◆ Material supplied:
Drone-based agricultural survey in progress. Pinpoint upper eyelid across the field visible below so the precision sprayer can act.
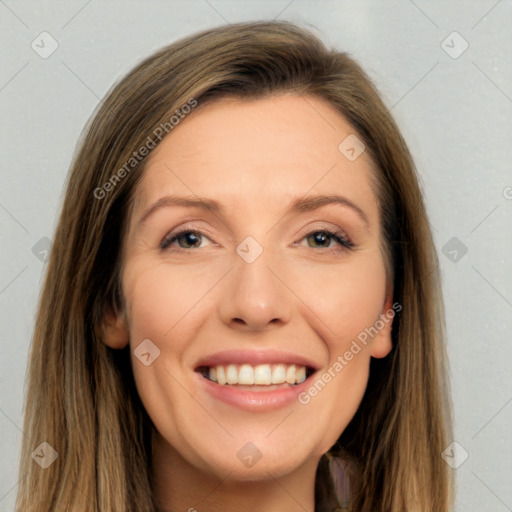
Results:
[160,226,353,245]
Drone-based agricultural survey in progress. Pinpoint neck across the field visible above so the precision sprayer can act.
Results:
[152,432,318,512]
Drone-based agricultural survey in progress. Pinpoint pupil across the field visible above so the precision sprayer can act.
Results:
[185,233,199,247]
[314,232,328,245]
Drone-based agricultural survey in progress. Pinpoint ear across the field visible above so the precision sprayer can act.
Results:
[370,285,399,359]
[99,307,129,349]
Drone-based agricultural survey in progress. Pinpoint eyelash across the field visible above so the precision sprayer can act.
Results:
[160,228,354,254]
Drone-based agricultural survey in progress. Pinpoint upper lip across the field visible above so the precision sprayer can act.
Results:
[195,349,319,371]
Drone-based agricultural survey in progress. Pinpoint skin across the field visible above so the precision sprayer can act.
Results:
[104,94,392,512]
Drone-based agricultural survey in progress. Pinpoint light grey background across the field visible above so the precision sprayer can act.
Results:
[0,0,512,512]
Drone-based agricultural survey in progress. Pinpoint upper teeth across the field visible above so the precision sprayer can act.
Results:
[207,364,306,386]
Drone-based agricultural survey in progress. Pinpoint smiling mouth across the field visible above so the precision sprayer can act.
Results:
[196,364,315,390]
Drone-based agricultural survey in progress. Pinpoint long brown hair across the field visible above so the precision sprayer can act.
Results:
[16,18,454,512]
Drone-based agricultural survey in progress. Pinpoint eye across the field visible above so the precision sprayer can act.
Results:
[160,229,207,249]
[303,229,354,252]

◆ Given task:
Please rewrite every line of the data above as a JSON list of strings, one string per line, skipping blank lines and leaving the pictures out.

◆ Exercise answer:
[
  "Drone-based agricultural survey in progress. Pinpoint upper eyelid across the field visible below so the precision sprayer can act.",
  "Results:",
  "[160,226,353,245]",
  "Drone-based agricultural survey in progress. Pinpoint neck across the field visible above so the precision sprayer can act.",
  "Results:",
  "[152,432,318,512]",
  "Drone-based agricultural survey in progress. Pinpoint pupil across the field visible above so the precision sprayer can act.",
  "Results:",
  "[185,233,199,247]",
  "[314,232,328,245]",
  "Drone-based agricultural survey in progress. Pinpoint ear across the field visible above so the precision sprayer can act.",
  "Results:",
  "[370,285,399,359]",
  "[99,307,129,349]",
  "Drone-based agricultural survey in progress. Pinpoint eyelash across the field visible above so the precision sprayer can act.",
  "Results:",
  "[160,228,354,254]",
  "Drone-based agricultural survey in progress. Pinpoint upper lip across the field visible above so the precision sprayer can act.",
  "Results:",
  "[195,349,319,371]",
  "Drone-based agricultural survey in progress. Pinpoint skin across the field visible above so the precision sprayer can act.",
  "Results:",
  "[104,94,392,512]",
  "Drone-based agricultural survey in progress. Pinpoint light grey background across the field visible above so the precision sprayer can act.",
  "Results:",
  "[0,0,512,512]",
  "Drone-based agricultural survey in progress. Pinpoint upper teeth across the field visible above so the precision sprayer can act.",
  "Results:",
  "[207,364,306,386]",
  "Drone-based agricultural survey in progress. Pinpoint smiling mouth across the field visible above so the precision sprayer can act.",
  "Results:",
  "[196,364,315,390]",
  "Drone-based agricultural survey in progress. Pinpoint long brown hair across the field visible above so the precision sprayer can act.",
  "Results:",
  "[16,18,454,512]",
  "Drone-based agricultural survey in progress. Pinpoint eye across the field visible above so the precision sprayer can act.",
  "Results:",
  "[160,229,207,249]",
  "[303,229,354,252]"
]